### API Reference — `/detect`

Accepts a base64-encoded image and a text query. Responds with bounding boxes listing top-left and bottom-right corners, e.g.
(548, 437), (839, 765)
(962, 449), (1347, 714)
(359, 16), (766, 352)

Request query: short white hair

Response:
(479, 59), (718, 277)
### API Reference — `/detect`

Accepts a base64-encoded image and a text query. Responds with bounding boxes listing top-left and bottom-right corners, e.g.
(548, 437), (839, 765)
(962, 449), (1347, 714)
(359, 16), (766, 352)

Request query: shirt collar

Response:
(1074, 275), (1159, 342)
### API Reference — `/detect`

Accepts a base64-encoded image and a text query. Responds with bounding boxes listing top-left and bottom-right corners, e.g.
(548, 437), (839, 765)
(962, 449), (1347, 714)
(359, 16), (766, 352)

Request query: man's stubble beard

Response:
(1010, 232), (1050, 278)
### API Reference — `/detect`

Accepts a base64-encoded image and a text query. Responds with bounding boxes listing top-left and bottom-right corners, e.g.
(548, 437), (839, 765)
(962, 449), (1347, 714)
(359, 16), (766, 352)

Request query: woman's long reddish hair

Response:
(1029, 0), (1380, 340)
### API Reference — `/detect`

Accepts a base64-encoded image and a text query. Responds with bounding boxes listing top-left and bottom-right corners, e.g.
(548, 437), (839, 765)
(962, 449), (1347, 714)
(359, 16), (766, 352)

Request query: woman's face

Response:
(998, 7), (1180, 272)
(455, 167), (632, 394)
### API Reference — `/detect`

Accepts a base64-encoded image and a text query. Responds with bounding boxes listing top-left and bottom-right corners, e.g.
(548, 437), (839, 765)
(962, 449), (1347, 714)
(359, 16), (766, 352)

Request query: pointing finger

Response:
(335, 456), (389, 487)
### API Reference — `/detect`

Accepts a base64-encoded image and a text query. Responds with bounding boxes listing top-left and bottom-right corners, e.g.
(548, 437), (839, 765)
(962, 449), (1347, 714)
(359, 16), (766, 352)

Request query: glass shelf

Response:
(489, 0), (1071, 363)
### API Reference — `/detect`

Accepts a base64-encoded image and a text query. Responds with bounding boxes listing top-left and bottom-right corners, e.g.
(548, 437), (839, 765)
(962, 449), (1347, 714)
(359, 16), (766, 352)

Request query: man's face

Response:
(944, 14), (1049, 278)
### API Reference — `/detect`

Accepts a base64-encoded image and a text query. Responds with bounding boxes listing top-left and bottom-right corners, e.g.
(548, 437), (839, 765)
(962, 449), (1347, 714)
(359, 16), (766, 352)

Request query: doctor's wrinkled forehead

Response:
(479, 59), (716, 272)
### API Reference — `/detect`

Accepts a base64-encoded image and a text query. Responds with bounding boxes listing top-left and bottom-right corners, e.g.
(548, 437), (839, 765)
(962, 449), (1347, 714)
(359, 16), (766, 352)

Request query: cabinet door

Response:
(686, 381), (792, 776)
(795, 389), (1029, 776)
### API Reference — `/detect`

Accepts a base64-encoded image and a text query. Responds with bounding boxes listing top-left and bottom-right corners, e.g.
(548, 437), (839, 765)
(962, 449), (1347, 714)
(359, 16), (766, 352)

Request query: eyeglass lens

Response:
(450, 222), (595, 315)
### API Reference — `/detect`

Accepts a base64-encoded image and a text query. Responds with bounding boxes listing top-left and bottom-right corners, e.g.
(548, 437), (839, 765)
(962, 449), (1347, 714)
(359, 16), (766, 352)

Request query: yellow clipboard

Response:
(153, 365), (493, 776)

========

■ Work instructions: Can you copy all of the rows above character for character, without changing, adding, or leaving out anything?

■ Correct response:
### API Reference — `/detect`

Accepts a base64-encoded image and a text query. Responds with bounding boxes listing top-left and bottom-right corners, e.g.
(548, 437), (839, 765)
(962, 449), (1347, 714)
(359, 16), (766, 352)

Request query: short white hair

Response:
(479, 59), (718, 277)
### API Reference — `/detect`

Accepts a base64-encoded image and a text query. Responds with bounding boxes listing top-left and bottom-right corners, e.g.
(548, 437), (839, 765)
(962, 449), (1347, 714)
(359, 16), (766, 352)

Request query: shirt collar

Response:
(1074, 275), (1159, 342)
### API Reference — `/detect`

Accepts a base64-encoded image and a text query. Responds with bounding boxes listing top-left and bottom-right corners, e.g.
(548, 437), (839, 765)
(962, 449), (1347, 714)
(359, 16), (766, 352)

Request query: man's stubble beard

Response:
(1010, 232), (1050, 278)
### API Reference — `/detect`

Accepts a base64-encoded image and a text query. Responds with bounding boxes listing top-left and bottom-right corners, e.g.
(548, 437), (839, 765)
(962, 449), (1347, 714)
(359, 16), (766, 352)

Request query: woman's long reddish hair

Response:
(1029, 0), (1380, 340)
### API Reference — `/detect`

Accepts a base64-encoded image and a text query. Responds with bounding boxes listing top-left and bottom-right corners, e.g.
(548, 437), (839, 765)
(962, 449), (1347, 714)
(359, 16), (766, 352)

Request query: woman's face

Response:
(998, 7), (1180, 272)
(455, 167), (632, 394)
### API Reference — `/detect`

Accepts a base64-encoded image and a text query. Responds with bounding boxes listing top-left and bottom-right corners, e.g.
(548, 437), (839, 765)
(962, 449), (1347, 714)
(359, 16), (766, 352)

Request query: pointing finger

Response:
(335, 456), (389, 487)
### API Reference — `/detect`

Accepts a base64-encoded image and a text query. Responds with bounding boxes listing top-left and bottom-right corners, e.g.
(548, 437), (839, 765)
(962, 449), (1347, 714)
(359, 16), (766, 352)

Request query: glass shelf

Response:
(489, 0), (1071, 363)
### API Reference — `/detect`

Accepts a base64-encoded image and a text query. Responds with bounding boxes listing top-left and bottom-right corners, e.g.
(548, 437), (839, 765)
(962, 449), (1347, 714)
(359, 16), (766, 352)

Request query: man's face

Response:
(944, 14), (1049, 278)
### API Reference — `/detect`

Accepts a base64-encoded image and a text query. Responds with bounding boxes listing top-left and bottom-right corners, e.g.
(548, 437), (839, 765)
(962, 449), (1347, 714)
(359, 16), (766, 352)

Request query: doctor's wrinkled forehead

Response:
(479, 59), (716, 272)
### API Reference — `/detect`

Accepts a base64-encoded image and a text query. Responds with bounding boxes listing top-left and bottom-right corners, e.g.
(548, 437), (839, 765)
(962, 449), (1347, 714)
(359, 16), (766, 352)

Request query: cabinet door

Response:
(686, 381), (792, 776)
(795, 389), (1029, 776)
### API Reference — `/detect`

Accepts a base64-encoded image and a text query. Responds with bounding boxes listing top-left and bottom-right corners, e.g.
(548, 437), (839, 765)
(962, 449), (1347, 714)
(359, 16), (766, 352)

Request query: eyeglass lens

Response:
(450, 222), (595, 315)
### API Reference — `/detect`

Accepts a base64-encoded image and a text query. Responds with bounding boxes listing top-left and bottom-right corners, e.g.
(548, 437), (839, 765)
(962, 449), (1347, 714)
(359, 16), (766, 352)

Request query: yellow clipboard

Response:
(153, 365), (493, 776)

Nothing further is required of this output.